■ Exercise aim:
Present the material below as a Markdown table with the columns Row and Line. Put each nonblank line in its own row, numbered in order.
--
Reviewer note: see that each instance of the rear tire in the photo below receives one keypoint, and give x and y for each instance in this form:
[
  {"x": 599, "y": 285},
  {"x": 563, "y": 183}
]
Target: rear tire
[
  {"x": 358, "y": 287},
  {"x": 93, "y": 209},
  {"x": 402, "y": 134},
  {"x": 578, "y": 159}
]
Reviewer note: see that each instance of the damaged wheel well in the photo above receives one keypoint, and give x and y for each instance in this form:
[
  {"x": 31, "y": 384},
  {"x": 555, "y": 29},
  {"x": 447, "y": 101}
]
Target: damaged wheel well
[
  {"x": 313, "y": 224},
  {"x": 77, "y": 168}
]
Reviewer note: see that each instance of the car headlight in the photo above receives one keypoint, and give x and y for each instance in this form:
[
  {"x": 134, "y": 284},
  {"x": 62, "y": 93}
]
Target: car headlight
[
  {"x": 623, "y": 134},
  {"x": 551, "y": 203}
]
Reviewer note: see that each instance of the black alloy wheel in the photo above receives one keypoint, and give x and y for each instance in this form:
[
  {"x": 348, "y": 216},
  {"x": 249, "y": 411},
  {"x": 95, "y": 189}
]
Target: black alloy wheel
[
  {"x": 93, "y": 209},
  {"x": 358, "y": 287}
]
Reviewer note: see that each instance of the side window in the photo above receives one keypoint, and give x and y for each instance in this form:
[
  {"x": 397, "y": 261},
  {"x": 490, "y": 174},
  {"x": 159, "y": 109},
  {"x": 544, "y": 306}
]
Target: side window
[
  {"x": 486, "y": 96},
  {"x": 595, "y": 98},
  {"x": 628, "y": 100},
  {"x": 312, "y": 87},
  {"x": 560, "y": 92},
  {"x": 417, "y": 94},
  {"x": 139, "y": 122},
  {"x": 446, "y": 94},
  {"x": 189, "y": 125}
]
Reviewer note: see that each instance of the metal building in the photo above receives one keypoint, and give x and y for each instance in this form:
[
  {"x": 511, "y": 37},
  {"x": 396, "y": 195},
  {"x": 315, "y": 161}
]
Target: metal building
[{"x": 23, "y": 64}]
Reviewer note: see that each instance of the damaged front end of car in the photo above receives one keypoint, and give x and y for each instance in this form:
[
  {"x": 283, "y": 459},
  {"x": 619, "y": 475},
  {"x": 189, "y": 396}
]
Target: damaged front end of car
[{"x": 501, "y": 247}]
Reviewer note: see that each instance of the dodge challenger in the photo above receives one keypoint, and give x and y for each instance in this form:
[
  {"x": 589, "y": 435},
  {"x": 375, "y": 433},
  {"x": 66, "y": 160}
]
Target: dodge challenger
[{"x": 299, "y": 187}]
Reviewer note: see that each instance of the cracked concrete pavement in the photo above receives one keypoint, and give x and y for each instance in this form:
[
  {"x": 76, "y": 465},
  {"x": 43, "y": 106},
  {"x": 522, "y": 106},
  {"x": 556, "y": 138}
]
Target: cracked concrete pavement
--
■ Correct response:
| Row | Line |
|---|---|
| 1 | Reviewer note: see that each instance of the rear tire in the photo below receives one keypoint, and give x and y for each instance in this form: |
| 2 | [ |
| 3 |   {"x": 599, "y": 285}, |
| 4 |   {"x": 563, "y": 183} |
| 5 | ] |
| 6 | Target: rear tire |
| 7 | [ |
| 8 |   {"x": 358, "y": 287}, |
| 9 |   {"x": 93, "y": 209}, |
| 10 |   {"x": 402, "y": 134}, |
| 11 |   {"x": 578, "y": 159} |
| 12 | ] |
| 13 | Reviewer note: see that each instance of the damaged wheel well in the photo above receives one keypoint, and give x and y for each instance in this form: |
| 14 | [ |
| 15 |   {"x": 31, "y": 384}, |
| 16 |   {"x": 555, "y": 29}, |
| 17 |   {"x": 447, "y": 101} |
| 18 | ] |
| 19 | Target: damaged wheel well |
| 20 | [ |
| 21 |   {"x": 313, "y": 224}, |
| 22 |   {"x": 77, "y": 168} |
| 23 | ] |
| 24 | Reviewer note: see that each instance of the car headlight in the photo above receives one keypoint, and give x and y for each instance in this form: |
| 25 | [ |
| 26 |   {"x": 134, "y": 284}, |
| 27 |   {"x": 62, "y": 93} |
| 28 | ] |
| 29 | Target: car headlight |
| 30 | [ |
| 31 |   {"x": 623, "y": 134}, |
| 32 |   {"x": 551, "y": 203} |
| 33 | ] |
| 34 | Reviewer note: see that each instance of the black alloy wheel in the photo above receives one keypoint, and give x and y for each instance in this form: |
| 35 | [ |
| 36 |   {"x": 348, "y": 216}, |
| 37 |   {"x": 249, "y": 411}, |
| 38 |   {"x": 95, "y": 189} |
| 39 | ] |
| 40 | Target: black alloy wheel |
| 41 | [ |
| 42 |   {"x": 93, "y": 209}, |
| 43 |   {"x": 358, "y": 287} |
| 44 | ] |
| 45 | Reviewer note: see that each instance of the side window in the photo above receives one keypoint, and give x and y for each instance in this form: |
| 46 | [ |
| 47 |   {"x": 397, "y": 261}, |
| 48 |   {"x": 490, "y": 174}, |
| 49 |   {"x": 159, "y": 109}, |
| 50 |   {"x": 544, "y": 306} |
| 51 | ] |
| 52 | Target: side window |
| 53 | [ |
| 54 |   {"x": 486, "y": 96}, |
| 55 |   {"x": 595, "y": 98}, |
| 56 |   {"x": 628, "y": 100}, |
| 57 |   {"x": 312, "y": 87}, |
| 58 |   {"x": 560, "y": 92}, |
| 59 |   {"x": 417, "y": 94}, |
| 60 |   {"x": 139, "y": 122}, |
| 61 |   {"x": 446, "y": 94}, |
| 62 |   {"x": 189, "y": 125} |
| 63 | ] |
| 64 | Reviewer note: see that each instance of the metal building in the photo above receives one keypoint, and give x and y for each instance in this form: |
| 65 | [ |
| 66 |   {"x": 511, "y": 37}, |
| 67 |   {"x": 396, "y": 195}, |
| 68 |   {"x": 315, "y": 161} |
| 69 | ] |
| 70 | Target: metal building |
| 71 | [{"x": 23, "y": 64}] |
| 72 | Reviewer note: see that each instance of the damaged front end of car in the photo above receives one keypoint, and give x and y for each instance in this form: |
| 73 | [ |
| 74 |   {"x": 283, "y": 459}, |
| 75 |   {"x": 619, "y": 475}, |
| 76 |   {"x": 189, "y": 396} |
| 77 | ] |
| 78 | Target: damaged front end of car |
| 79 | [{"x": 501, "y": 247}] |
| 80 | Reviewer note: see that each instance of the dodge challenger in the photo above receives one keypoint, and give x and y for each instance in this form: |
| 81 | [ |
| 82 |   {"x": 589, "y": 435}, |
| 83 |   {"x": 375, "y": 433}, |
| 84 |   {"x": 66, "y": 160} |
| 85 | ] |
| 86 | Target: dodge challenger |
| 87 | [{"x": 299, "y": 187}] |
| 88 | Reviewer note: see that each instance of the cracked concrete pavement in the photo above receives one keypoint, and give x and y for each instance in this form: |
| 89 | [ |
| 90 |   {"x": 76, "y": 465}, |
| 91 |   {"x": 43, "y": 106}, |
| 92 |   {"x": 522, "y": 106}, |
| 93 |   {"x": 556, "y": 138} |
| 94 | ] |
| 95 | Target: cracked concrete pavement |